» **Exercise goal**: Gather every line of the material below that contains the string "sunlight", and copy each such line in full. Matching is case-sensitive.

Raw records
= = = = =
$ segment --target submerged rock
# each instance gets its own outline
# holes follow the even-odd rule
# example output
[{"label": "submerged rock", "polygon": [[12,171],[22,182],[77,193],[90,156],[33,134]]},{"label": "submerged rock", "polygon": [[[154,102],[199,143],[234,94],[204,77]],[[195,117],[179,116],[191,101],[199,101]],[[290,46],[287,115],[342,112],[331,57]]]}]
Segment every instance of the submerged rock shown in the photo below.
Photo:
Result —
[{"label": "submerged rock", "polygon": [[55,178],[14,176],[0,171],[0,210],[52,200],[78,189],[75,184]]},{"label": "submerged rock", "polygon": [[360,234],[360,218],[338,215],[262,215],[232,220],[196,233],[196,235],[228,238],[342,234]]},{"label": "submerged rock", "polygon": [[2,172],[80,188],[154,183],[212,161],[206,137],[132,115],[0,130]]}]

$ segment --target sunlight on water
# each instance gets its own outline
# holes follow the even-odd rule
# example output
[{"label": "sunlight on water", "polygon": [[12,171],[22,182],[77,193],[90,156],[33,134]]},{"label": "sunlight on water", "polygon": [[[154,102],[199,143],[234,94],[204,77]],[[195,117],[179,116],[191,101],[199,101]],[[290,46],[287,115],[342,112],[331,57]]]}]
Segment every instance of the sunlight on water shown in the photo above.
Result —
= = = = =
» **Finished answer**:
$ segment --target sunlight on water
[{"label": "sunlight on water", "polygon": [[12,171],[22,182],[77,193],[90,156],[33,134]]},{"label": "sunlight on water", "polygon": [[[154,102],[199,143],[234,94],[204,77]],[[195,117],[179,116],[191,101],[199,101]],[[290,46],[287,115],[342,112],[331,57]]]}]
Segment every instance of the sunlight on water shown in the photo above.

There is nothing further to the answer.